• MATERIAL SHOWN:
________________

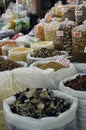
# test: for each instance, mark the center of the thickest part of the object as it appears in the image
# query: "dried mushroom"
(64, 36)
(43, 103)
(79, 83)
(6, 64)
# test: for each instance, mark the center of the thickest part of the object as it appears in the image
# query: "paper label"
(59, 33)
(78, 13)
(77, 34)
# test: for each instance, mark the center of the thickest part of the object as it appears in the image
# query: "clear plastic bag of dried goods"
(13, 121)
(39, 31)
(80, 13)
(79, 39)
(64, 37)
(68, 11)
(50, 31)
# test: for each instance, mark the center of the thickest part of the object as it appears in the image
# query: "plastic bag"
(80, 13)
(29, 77)
(50, 31)
(59, 74)
(48, 123)
(39, 31)
(64, 37)
(79, 39)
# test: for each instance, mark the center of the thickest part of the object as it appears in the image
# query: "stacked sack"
(75, 86)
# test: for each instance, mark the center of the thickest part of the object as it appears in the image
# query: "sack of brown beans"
(64, 36)
(80, 13)
(47, 119)
(79, 39)
(76, 87)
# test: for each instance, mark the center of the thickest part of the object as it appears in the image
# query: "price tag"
(78, 13)
(59, 33)
(72, 1)
(77, 34)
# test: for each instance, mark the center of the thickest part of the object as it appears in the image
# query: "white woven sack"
(46, 123)
(80, 67)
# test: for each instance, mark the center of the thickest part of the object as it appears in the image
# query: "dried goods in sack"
(80, 13)
(68, 11)
(47, 122)
(79, 39)
(64, 35)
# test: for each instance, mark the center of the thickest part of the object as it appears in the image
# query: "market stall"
(43, 70)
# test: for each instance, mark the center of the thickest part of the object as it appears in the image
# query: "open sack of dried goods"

________________

• TASK INSTRUCTIONS:
Output the data above without changes, apart from leaving out the pictures.

• ANSWER:
# test: for each instance, mark the center of the thickest part of the object as it appears in the image
# query: "dried mushroom"
(64, 36)
(43, 103)
(79, 83)
(6, 64)
# test: for each instance, mark the center of the thickest part of the object as it appears in the image
# query: "paper label"
(59, 33)
(78, 13)
(77, 34)
# test: for each instance, mark the center of the thickest part of the object as it appears in the image
# query: "clear plastic bag of dried goods"
(13, 121)
(39, 31)
(80, 13)
(79, 39)
(64, 37)
(68, 11)
(50, 31)
# test: for each instance, mark the center of the thickest part of the object as it appears in the image
# query: "plastic bag"
(80, 13)
(29, 77)
(50, 31)
(59, 74)
(48, 123)
(39, 31)
(64, 37)
(79, 39)
# test: for each instance, mark the center of the thickest part of the object as it appears in the image
# query: "stacked sack"
(75, 86)
# test: for each instance, mark the center of the thickest part of the object as it appears in the image
# query: "sack of brown beans"
(64, 36)
(80, 13)
(47, 119)
(79, 39)
(76, 87)
# test: for each instance, mark the center of the thickest part of the object as it appears in the image
# query: "price tag"
(78, 13)
(59, 33)
(72, 1)
(77, 34)
# test: for each instance, mark the center of the thickest part of the object as it appears in the image
# query: "white woven sack"
(46, 123)
(80, 67)
# test: for each instance, mark the center of the thickest part of the object as it appears in the image
# query: "dried goods in sack"
(80, 13)
(68, 11)
(47, 122)
(79, 39)
(64, 35)
# test: for each instance, mark the center of the thickest part of the object as it appears in the image
# query: "market stall"
(43, 70)
# test: for each instance, mark the center of the thickest part of the object as it appears in the image
# query: "open sack of dried goods"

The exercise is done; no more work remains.